##### RECORDS PROVIDED #####
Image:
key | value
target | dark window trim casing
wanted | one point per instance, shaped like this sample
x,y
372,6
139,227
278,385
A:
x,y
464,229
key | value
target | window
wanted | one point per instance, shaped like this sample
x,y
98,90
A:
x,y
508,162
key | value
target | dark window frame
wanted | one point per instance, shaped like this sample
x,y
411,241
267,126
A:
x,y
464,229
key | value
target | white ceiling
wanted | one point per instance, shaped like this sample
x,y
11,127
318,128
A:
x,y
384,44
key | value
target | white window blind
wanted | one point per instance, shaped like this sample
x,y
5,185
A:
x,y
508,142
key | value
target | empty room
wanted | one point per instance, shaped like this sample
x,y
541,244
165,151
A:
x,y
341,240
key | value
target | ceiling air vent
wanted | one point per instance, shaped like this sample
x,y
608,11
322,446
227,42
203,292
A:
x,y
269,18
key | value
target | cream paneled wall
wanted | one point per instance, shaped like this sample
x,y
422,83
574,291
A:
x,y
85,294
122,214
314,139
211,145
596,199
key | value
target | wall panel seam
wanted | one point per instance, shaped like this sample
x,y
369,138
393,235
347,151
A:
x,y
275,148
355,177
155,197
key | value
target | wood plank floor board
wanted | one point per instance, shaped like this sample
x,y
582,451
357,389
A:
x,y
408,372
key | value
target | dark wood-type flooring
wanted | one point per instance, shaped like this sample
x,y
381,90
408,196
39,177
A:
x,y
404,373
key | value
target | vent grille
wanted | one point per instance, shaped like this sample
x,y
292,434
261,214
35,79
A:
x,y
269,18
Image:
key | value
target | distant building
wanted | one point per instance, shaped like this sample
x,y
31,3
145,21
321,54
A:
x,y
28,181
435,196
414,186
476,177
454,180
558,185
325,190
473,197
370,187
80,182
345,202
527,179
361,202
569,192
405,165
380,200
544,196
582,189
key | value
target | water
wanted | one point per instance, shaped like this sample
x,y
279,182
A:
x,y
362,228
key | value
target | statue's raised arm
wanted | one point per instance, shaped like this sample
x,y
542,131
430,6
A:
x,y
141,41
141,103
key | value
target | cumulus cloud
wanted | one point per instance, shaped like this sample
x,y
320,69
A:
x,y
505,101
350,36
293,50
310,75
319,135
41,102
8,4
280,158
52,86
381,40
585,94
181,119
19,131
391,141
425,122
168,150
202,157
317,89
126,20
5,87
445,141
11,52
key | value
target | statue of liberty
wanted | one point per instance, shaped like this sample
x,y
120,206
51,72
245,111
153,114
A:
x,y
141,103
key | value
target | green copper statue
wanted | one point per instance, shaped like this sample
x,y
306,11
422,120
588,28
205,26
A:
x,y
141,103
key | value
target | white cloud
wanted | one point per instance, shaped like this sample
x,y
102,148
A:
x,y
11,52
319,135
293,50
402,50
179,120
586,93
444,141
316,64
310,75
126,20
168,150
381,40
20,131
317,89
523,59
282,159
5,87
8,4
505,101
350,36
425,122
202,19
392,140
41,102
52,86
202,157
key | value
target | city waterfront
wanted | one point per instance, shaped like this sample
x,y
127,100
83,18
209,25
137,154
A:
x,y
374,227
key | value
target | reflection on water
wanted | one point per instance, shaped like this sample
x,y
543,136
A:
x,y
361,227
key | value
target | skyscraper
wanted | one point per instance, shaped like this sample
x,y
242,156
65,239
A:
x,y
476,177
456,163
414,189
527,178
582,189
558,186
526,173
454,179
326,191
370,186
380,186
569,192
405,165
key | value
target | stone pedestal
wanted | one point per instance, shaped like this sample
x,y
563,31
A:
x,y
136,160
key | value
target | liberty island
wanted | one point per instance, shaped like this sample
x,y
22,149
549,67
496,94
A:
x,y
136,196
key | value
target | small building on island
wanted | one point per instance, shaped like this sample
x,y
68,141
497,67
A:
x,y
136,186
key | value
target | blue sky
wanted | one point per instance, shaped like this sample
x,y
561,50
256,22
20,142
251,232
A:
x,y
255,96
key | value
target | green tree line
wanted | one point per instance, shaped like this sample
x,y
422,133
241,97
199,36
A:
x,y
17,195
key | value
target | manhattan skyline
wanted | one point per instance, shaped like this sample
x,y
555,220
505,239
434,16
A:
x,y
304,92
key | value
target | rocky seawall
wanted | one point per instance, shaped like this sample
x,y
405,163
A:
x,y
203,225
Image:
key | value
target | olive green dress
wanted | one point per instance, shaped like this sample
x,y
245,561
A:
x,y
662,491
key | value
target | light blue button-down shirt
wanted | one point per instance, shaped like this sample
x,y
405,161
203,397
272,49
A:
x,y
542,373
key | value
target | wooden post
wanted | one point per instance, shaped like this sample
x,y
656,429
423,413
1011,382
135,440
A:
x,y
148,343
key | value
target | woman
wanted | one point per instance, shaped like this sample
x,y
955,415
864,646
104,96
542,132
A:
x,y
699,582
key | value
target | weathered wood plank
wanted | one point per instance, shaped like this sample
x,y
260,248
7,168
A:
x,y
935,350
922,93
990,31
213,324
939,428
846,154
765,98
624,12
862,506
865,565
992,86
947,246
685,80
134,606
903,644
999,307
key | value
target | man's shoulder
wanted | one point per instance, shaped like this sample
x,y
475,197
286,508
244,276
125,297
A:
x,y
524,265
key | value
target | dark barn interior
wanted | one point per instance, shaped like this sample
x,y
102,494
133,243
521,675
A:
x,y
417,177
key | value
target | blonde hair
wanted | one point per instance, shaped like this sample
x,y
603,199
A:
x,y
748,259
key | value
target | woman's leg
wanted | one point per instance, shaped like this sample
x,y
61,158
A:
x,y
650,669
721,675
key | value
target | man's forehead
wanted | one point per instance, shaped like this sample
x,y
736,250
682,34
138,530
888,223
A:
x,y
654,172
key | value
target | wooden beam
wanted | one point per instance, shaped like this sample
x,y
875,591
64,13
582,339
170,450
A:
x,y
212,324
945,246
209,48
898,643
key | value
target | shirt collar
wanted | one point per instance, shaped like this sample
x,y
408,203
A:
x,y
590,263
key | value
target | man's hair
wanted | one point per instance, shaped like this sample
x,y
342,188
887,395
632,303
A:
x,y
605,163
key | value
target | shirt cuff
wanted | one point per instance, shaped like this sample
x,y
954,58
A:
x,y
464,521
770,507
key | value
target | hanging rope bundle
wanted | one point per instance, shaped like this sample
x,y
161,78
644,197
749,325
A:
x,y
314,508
#####
▸ **TASK REQUIREMENTS**: All of the records above are to be set down again exactly.

▸ **ANSWER TO THIS TASK**:
Image:
key | value
target | dark window trim casing
wanted | one point per instance, shaped like this sample
x,y
372,6
139,227
278,385
A:
x,y
464,229
key | value
target | window
wanted | one point per instance, shaped like this sample
x,y
98,90
A:
x,y
508,162
key | value
target | dark window frame
wanted | one point per instance, shaped like this sample
x,y
411,241
267,126
A:
x,y
464,229
key | value
target | white ceiling
wanted | one point per instance, shaped like this sample
x,y
11,127
318,128
A:
x,y
384,44
key | value
target | white window blind
wanted | one point per instance, shaped like this sample
x,y
5,185
A:
x,y
508,142
key | value
target | empty room
wanted | one point per instance, shaped like this sample
x,y
541,244
165,151
A:
x,y
341,240
key | value
target | ceiling air vent
wanted | one point per instance, shaped like this sample
x,y
608,11
322,446
227,42
203,292
A:
x,y
269,18
key | value
target | cream paneled wall
wanted | one point per instance, shaped like this sample
x,y
422,83
574,291
A:
x,y
85,294
122,214
314,139
211,145
596,199
key | value
target | wall panel seam
wanted | one point per instance, shaped like this sample
x,y
369,138
393,235
347,151
A:
x,y
275,148
355,177
155,197
key | value
target | wood plank floor board
wanted | one point per instance, shaped like this sample
x,y
582,451
357,389
A:
x,y
408,372
key | value
target | dark wood-type flooring
wanted | one point per instance, shaped like this sample
x,y
381,90
408,196
39,177
A:
x,y
404,373
key | value
target | vent grille
wanted | one point per instance, shaped like this sample
x,y
292,434
261,214
35,79
A:
x,y
269,18
Image:
key | value
target | distant building
wanted | one point per instance, shaped like this sample
x,y
31,3
145,21
321,54
A:
x,y
28,181
435,196
414,186
476,177
454,180
558,185
325,190
473,197
370,187
80,182
345,202
527,179
361,202
569,192
405,165
380,200
544,196
582,189
key | value
target | water
wanted | one point per instance, shaped like this sample
x,y
279,182
A:
x,y
362,228
key | value
target | statue's raised arm
wanted | one point per instance, shaped like this sample
x,y
542,131
430,6
A:
x,y
141,41
141,103
key | value
target | cumulus cloud
wanted | one point per instance, shaped like this sample
x,y
320,69
A:
x,y
505,101
350,36
293,50
310,75
319,135
41,102
8,4
280,158
52,86
381,40
585,94
181,119
19,131
391,141
425,122
168,150
202,157
317,89
126,20
5,87
445,141
11,52
key | value
target | statue of liberty
wanted | one point per instance, shaped like this sample
x,y
120,206
51,72
245,111
153,114
A:
x,y
141,103
key | value
target | green copper statue
wanted | one point per instance, shaped like this sample
x,y
306,11
422,120
588,28
205,26
A:
x,y
141,103
key | value
target | white cloud
wanted | one point per instance, shaped like this sample
x,y
102,148
A:
x,y
11,52
319,135
293,50
402,50
179,120
586,93
444,141
316,64
310,75
126,20
168,150
381,40
20,131
317,89
523,59
282,159
5,87
8,4
505,101
350,36
425,122
202,19
392,140
41,102
52,86
202,157
key | value
target | city waterfront
wanted | one point per instance, shaped like this sample
x,y
127,100
83,18
209,25
137,154
A:
x,y
374,227
key | value
target | reflection on water
wanted | one point per instance, shaped like this sample
x,y
543,136
A:
x,y
361,227
key | value
target | skyscraper
wanted | one point per instance, shaped like this sample
x,y
242,156
65,239
A:
x,y
476,177
456,163
414,189
527,178
582,189
558,186
526,173
454,179
326,191
370,186
380,186
569,192
405,165
key | value
target | stone pedestal
wanted | one point per instance, shaped like this sample
x,y
563,31
A:
x,y
136,160
key | value
target | liberty island
wanted | one point per instance, shaped like this sample
x,y
22,149
549,67
496,94
A:
x,y
136,196
key | value
target | small building on island
wanted | one point per instance, shaped like this sample
x,y
68,141
497,67
A:
x,y
136,186
key | value
target | blue sky
wanted | one point per instance, shaped like this sample
x,y
561,50
256,22
20,142
251,232
A:
x,y
255,96
key | value
target | green tree line
wanted | one point per instance, shaped like this sample
x,y
422,133
241,97
199,36
A:
x,y
17,195
key | value
target | manhattan skyline
wanted | one point per instance, shaped like this sample
x,y
555,220
505,239
434,16
A:
x,y
304,92
key | value
target | rocky seawall
wanted | one point per instance, shaped like this sample
x,y
405,163
A:
x,y
203,225
Image:
key | value
target | olive green dress
wanted | one point per instance, shaped like this sample
x,y
245,561
A:
x,y
662,491
key | value
target | light blue button-down shirt
wanted | one point per instance, shaped like this sample
x,y
405,161
203,397
272,49
A:
x,y
542,373
key | value
target | wooden post
wanted | one point per instance, shaped like this sample
x,y
656,429
423,413
1011,382
135,440
A:
x,y
148,343
key | value
target | woman
wanted | one point per instance, shaped like this sample
x,y
955,415
864,646
104,96
542,132
A:
x,y
699,582
key | value
target | weathered wood plank
wanted | one point per instance, shaped like this sample
x,y
260,248
7,168
A:
x,y
935,350
922,93
990,31
213,324
939,428
846,154
765,98
624,12
862,506
865,565
992,86
947,246
685,80
134,606
903,644
999,307
key | value
target | man's shoulder
wanted | one point per instance, shaped like this sample
x,y
475,197
286,508
244,276
125,297
A:
x,y
524,265
key | value
target | dark barn interior
wanted | one point per instance, shaped like this sample
x,y
102,494
133,243
521,675
A:
x,y
417,177
key | value
target | blonde hair
wanted | one point per instance, shaped like this sample
x,y
603,199
A:
x,y
748,259
key | value
target | woman's leg
wanted | one point per instance, shaped like this sample
x,y
61,158
A:
x,y
650,669
721,675
key | value
target | man's forehead
wanted | one point per instance, shaped like this sample
x,y
736,250
682,34
138,530
888,223
A:
x,y
654,172
key | value
target | wooden beam
wanted | one point per instance, shaped like this sample
x,y
875,591
64,13
582,339
170,450
A:
x,y
212,324
945,246
209,48
898,643
key | value
target | shirt collar
wanted | one point per instance, shaped like this sample
x,y
408,203
A:
x,y
590,263
key | value
target | man's hair
wanted | one point per instance, shaped like this sample
x,y
342,188
887,395
632,303
A:
x,y
605,163
key | value
target | shirt cuff
wanted | one point per instance, shaped like this sample
x,y
954,58
A:
x,y
464,521
770,507
key | value
target | hanging rope bundle
wanted | one point per instance, shaped like this sample
x,y
161,78
644,197
749,325
A:
x,y
314,508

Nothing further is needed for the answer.